For AI companies specifically, hardware also creates a natural way to collect the kind of continuous, real-world usage data that improves models over time, though this raises its own set of privacy questions that companies are still working through publicly and through regulation.
For someone using these products, this shift mostly shows up as more choice, along with more decisions to make. Instead of one AI assistant living inside your existing phone, you may increasingly face options between a phone-based assistant, a wearable device, and eventually other form factors entirely, each with different capabilities, prices, and privacy tradeoffs. This can feel exciting for early adopters who want to try new interaction models, but it can also feel like fragmentation for people who'd rather have one consistent AI experience across their devices.
It's also worth watching how this affects pricing and business models more broadly. Hardware requires upfront costs that pure software doesn't, which may mean some AI-native devices carry higher price tags or require ongoing subscriptions to unlock full functionality, similar to how some current wearables already operate.
This trend doesn't mean traditional smartphones are going away anytime soon, nor does it mean every software company will eventually build hardware. Plenty of successful AI and software businesses will likely continue operating purely through existing platforms, and building hardware remains a genuinely risky, expensive bet that not every company is positioned to make well. The companies pursuing this path tend to have either significant capital reserves, existing hardware expertise, or a specific belief that their product genuinely needs a new physical form to work as intended.
It's too early to say definitively which of these hardware bets will pay off, and it's worth treating early product launches and rumored devices with reasonable skepticism rather than assuming success is guaranteed. What does seem clear is that the current wave of AI-driven hardware experimentation reflects real strategic reasoning – around distribution control, interaction design, and business model durability – rather than companies simply chasing a trend for its own sake. Whether users actually want a device beyond their phone for AI interactions is still very much an open question the market hasn't fully answered yet.

ACTIVITY LIST.
1 - Condense the paragraph in the excerpt on AI hardware that begins "This trend doesn't mean" into a bulleted list of its main facts.
2 - Translate this sentence from the excerpt on AI hardware into Spanish: "Hardware requires upfront costs that pure software doesn't, which may mean some AI-native devices carry higher price tags or require ongoing subscriptions to unlock full functionality, similar to how some current wearables already operate."

DATA EXTRACT.
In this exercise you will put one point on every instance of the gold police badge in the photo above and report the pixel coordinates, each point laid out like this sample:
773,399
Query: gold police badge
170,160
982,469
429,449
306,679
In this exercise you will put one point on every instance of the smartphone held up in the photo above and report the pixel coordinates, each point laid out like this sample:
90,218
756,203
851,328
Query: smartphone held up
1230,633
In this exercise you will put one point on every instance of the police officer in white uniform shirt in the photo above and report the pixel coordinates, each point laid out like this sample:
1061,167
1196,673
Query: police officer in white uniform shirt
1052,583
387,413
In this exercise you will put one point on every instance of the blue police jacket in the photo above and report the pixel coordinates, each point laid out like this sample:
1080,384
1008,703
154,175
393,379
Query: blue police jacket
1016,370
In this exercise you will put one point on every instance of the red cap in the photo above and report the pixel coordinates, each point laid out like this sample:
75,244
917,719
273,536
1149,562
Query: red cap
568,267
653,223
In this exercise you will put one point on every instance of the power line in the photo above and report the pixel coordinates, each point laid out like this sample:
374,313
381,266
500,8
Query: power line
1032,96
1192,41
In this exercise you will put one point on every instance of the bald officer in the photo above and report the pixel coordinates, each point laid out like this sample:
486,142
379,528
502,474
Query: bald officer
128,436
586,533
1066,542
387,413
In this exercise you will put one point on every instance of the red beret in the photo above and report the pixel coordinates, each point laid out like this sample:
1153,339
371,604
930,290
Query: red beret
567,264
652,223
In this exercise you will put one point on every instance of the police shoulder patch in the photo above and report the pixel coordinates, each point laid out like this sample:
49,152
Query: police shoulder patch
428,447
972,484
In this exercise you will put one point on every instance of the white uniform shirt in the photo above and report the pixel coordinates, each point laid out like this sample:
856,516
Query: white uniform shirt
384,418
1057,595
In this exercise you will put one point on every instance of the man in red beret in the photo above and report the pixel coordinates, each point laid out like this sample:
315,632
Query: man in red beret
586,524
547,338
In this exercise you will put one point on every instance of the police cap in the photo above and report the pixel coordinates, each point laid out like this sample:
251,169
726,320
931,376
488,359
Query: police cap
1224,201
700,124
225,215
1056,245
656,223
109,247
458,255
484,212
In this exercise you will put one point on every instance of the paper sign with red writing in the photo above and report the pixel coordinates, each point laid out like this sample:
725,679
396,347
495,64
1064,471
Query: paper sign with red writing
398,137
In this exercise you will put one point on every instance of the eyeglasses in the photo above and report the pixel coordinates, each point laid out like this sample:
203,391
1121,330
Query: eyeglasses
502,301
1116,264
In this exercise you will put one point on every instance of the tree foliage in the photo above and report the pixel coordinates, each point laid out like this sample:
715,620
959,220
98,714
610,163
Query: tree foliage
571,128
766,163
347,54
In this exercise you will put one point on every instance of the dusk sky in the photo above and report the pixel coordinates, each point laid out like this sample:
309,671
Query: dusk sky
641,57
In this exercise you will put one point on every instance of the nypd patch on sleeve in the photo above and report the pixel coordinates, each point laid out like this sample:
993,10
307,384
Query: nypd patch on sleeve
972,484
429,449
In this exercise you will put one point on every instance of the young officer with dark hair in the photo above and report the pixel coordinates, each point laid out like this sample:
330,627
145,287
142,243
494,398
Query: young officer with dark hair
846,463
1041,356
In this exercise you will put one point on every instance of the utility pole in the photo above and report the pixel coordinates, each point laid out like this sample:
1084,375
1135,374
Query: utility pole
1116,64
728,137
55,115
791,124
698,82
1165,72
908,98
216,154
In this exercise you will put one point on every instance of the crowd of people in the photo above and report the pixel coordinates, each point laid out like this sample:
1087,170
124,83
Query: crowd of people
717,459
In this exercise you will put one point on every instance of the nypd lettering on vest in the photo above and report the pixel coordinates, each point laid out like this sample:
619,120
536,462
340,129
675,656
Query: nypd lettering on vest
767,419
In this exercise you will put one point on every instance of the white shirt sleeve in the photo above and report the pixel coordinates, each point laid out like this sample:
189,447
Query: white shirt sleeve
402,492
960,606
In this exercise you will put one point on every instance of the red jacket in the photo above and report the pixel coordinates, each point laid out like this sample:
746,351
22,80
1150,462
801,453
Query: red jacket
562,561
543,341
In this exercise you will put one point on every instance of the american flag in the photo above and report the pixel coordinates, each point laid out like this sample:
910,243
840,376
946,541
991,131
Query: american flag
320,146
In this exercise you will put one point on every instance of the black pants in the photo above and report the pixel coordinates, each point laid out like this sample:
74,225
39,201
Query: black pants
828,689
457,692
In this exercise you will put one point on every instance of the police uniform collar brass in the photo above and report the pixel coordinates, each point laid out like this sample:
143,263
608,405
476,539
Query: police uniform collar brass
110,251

COMPLETED EXERCISE.
1 -
- Traditional smartphones are not going away anytime soon.
- Not every software company will build hardware. Many successful AI and software businesses will likely keep operating purely through existing platforms.
- Building hardware is a risky, expensive bet that not every company is positioned to make well.
- Companies taking this path tend to have significant capital reserves, existing hardware expertise, or a belief that their product needs a new physical form to work as intended.

2 - El hardware requiere costos iniciales que el software puro no tiene, lo que puede significar que algunos dispositivos nativos de IA tengan precios más altos o requieran suscripciones continuas para desbloquear todas sus funciones, de manera similar a como ya funcionan algunos dispositivos portátiles actuales.